— START MATERIAL TO PROCESS —
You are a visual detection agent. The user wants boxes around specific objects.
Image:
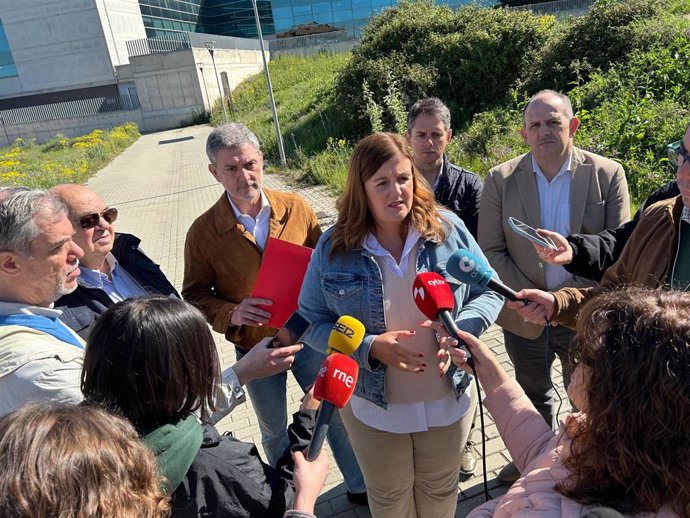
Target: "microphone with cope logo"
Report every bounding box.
[446,248,527,303]
[412,272,474,367]
[305,315,364,461]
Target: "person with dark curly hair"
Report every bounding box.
[0,403,170,518]
[448,287,690,518]
[81,297,328,518]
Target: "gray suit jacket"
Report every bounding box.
[478,148,630,338]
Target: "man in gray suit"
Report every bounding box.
[479,90,630,482]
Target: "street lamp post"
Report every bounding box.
[204,41,228,124]
[252,0,287,166]
[196,61,213,117]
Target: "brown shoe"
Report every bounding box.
[496,462,520,486]
[460,441,477,478]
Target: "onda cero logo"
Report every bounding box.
[459,257,477,273]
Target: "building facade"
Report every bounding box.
[139,0,476,38]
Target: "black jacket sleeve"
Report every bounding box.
[276,410,316,481]
[564,180,680,281]
[172,416,316,518]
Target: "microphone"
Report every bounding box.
[326,315,364,356]
[305,315,364,461]
[305,354,359,462]
[446,248,527,302]
[412,272,474,367]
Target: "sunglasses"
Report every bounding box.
[666,140,690,167]
[79,207,117,230]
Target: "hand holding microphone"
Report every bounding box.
[446,248,555,324]
[446,248,520,302]
[412,272,473,366]
[506,289,557,326]
[305,315,364,461]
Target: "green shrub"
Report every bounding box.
[525,0,688,93]
[336,0,556,135]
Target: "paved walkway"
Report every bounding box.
[88,126,560,518]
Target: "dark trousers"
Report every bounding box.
[503,326,575,428]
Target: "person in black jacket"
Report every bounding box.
[51,184,180,339]
[405,97,483,479]
[81,297,328,518]
[534,180,680,282]
[405,97,482,239]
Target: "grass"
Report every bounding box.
[0,122,140,189]
[211,52,352,194]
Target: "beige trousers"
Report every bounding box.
[340,385,477,518]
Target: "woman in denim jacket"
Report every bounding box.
[299,133,503,518]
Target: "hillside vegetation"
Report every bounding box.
[0,122,141,189]
[219,0,690,202]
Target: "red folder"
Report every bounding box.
[251,237,313,328]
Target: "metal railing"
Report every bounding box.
[125,32,192,58]
[510,0,596,15]
[0,93,140,124]
[268,29,359,52]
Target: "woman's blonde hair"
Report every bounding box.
[0,403,170,518]
[330,133,447,258]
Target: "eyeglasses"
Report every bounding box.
[666,140,690,167]
[79,207,117,230]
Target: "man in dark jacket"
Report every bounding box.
[52,184,179,339]
[405,97,482,239]
[535,180,680,282]
[405,97,482,477]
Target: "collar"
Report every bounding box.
[78,252,119,288]
[141,415,204,495]
[225,189,271,220]
[680,205,690,223]
[530,149,573,181]
[362,229,422,257]
[0,301,62,318]
[210,189,288,235]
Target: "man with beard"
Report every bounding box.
[479,90,630,483]
[0,187,84,416]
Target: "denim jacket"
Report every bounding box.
[299,210,503,408]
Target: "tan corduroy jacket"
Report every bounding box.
[478,148,630,339]
[551,196,683,328]
[182,189,321,349]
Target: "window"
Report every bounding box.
[0,20,17,79]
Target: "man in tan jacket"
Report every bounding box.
[182,123,366,503]
[479,90,630,482]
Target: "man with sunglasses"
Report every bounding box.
[51,184,179,339]
[508,126,690,327]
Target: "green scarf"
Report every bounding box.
[141,415,204,495]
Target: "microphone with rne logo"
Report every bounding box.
[446,248,527,303]
[305,354,359,461]
[326,315,364,356]
[412,272,474,367]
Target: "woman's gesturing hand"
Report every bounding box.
[369,330,427,372]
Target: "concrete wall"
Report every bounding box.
[0,39,268,145]
[0,0,146,98]
[0,110,143,146]
[127,44,268,131]
[95,0,146,66]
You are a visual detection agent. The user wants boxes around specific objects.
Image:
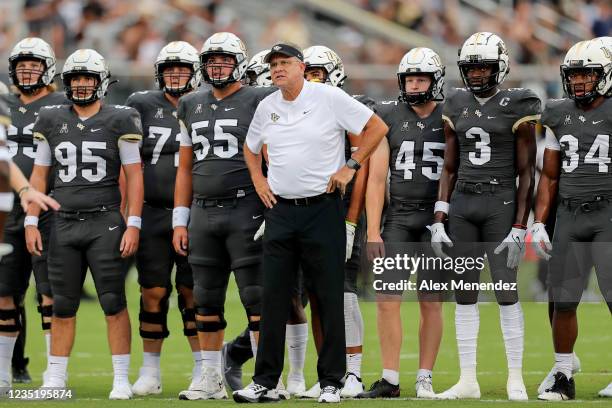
— END MATERIAL TO PROCESS —
THE EXERCISE: Reproduce the full listing with every occurrence of "Target" replaced by "Object" and all other text unchanged. Omit the pictures.

RESULT:
You are a visual detection agent. The user wants boxes around specific objects.
Image:
Object: "microphone with cope logo"
Report every bounding box.
[446,248,527,303]
[412,272,474,367]
[305,315,364,461]
Object: "person with dark curly hair"
Report every bounding box.
[0,403,170,518]
[448,287,690,518]
[81,297,328,518]
Object: "gray suit jacket"
Report every bounding box.
[478,148,630,338]
Object: "man in gray suit"
Report every bounding box.
[479,90,630,482]
Object: "street lamp post"
Report every bounding box.
[204,41,228,124]
[252,0,287,166]
[196,61,213,117]
Object: "brown shoe"
Report every bounding box.
[496,462,520,486]
[460,441,477,478]
Object: "onda cero logo"
Report every bounding box.
[459,257,477,273]
Object: "building facade"
Report every bounding box.
[139,0,476,38]
Object: "black jacket sleeve"
Report every bounding box.
[276,410,316,481]
[564,180,680,281]
[172,416,316,518]
Object: "microphone"
Report every bounding box.
[326,315,364,356]
[305,315,364,461]
[305,354,359,462]
[446,248,527,302]
[412,272,474,367]
Object: "sunglasses"
Report every bounding box.
[666,140,690,167]
[79,207,117,230]
Object: "hand holding microphone"
Report every bounding box.
[446,248,555,324]
[446,248,520,302]
[412,272,473,366]
[506,289,557,326]
[305,315,364,461]
Object: "green shrub"
Report every bounding box.
[525,0,688,93]
[336,0,556,135]
Object: "paved walkway"
Report every bounding box.
[88,126,560,518]
Object: "dark trousers"
Report every bounding box.
[503,326,575,428]
Object: "person in black jacket"
Report every bounding box.
[51,184,180,339]
[405,97,483,479]
[81,297,328,518]
[534,180,680,282]
[405,97,482,239]
Object: "grass"
Report every bounding box.
[0,122,140,189]
[211,52,352,194]
Object: "beige trousers"
Report every bounding box.
[340,385,477,518]
Object: "woman in denim jacket"
Report every bounding box.
[299,133,503,518]
Object: "hillside vegetation"
Report every bounding box.
[0,122,141,189]
[219,0,690,202]
Object: "red folder"
Report every bounding box.
[251,237,313,328]
Object: "metal railing"
Report every bounding box.
[125,32,192,58]
[510,0,596,15]
[0,93,140,124]
[268,29,359,52]
Object: "woman's blonde hair"
Report every bounding box.
[0,403,170,518]
[330,133,447,258]
Object: "eyeglasses"
Report every bounding box.
[666,140,690,167]
[79,207,117,230]
Object: "man in dark jacket"
Report every bounding box.
[52,184,179,339]
[405,97,482,239]
[535,180,680,282]
[405,97,482,477]
Object: "collar"
Report every bounding box.
[78,252,119,288]
[141,415,204,495]
[225,189,271,220]
[680,205,690,223]
[530,149,573,181]
[362,229,422,257]
[0,301,62,318]
[210,189,288,235]
Object: "man with beard"
Report every bounding box.
[479,90,630,483]
[0,187,84,416]
Object: "denim jacket"
Report every bounding box.
[299,210,503,408]
Object: "tan corduroy jacket"
Report every bounding box.
[478,148,630,339]
[551,196,683,328]
[182,189,321,349]
Object: "window"
Report every bounding box.
[0,20,17,79]
Object: "man in tan jacket"
Report every bounding box.
[182,123,366,503]
[479,90,630,482]
Object: "man with sunglasses"
Report every bounding box.
[51,184,179,339]
[508,126,690,327]
Object: "green scarf"
Report every bounding box.
[141,415,204,495]
Object: "microphone with rne logo"
Report every bounding box.
[446,248,527,303]
[305,354,359,461]
[326,315,364,356]
[412,272,474,367]
Object: "woman's gesturing hand"
Report every bounding box.
[369,330,427,372]
Object: "concrete wall"
Report every bounding box.
[0,39,268,145]
[0,0,146,98]
[0,110,143,146]
[127,44,268,131]
[95,0,146,66]
You are a visual detection agent. The user wants boxes around specific objects.
Image:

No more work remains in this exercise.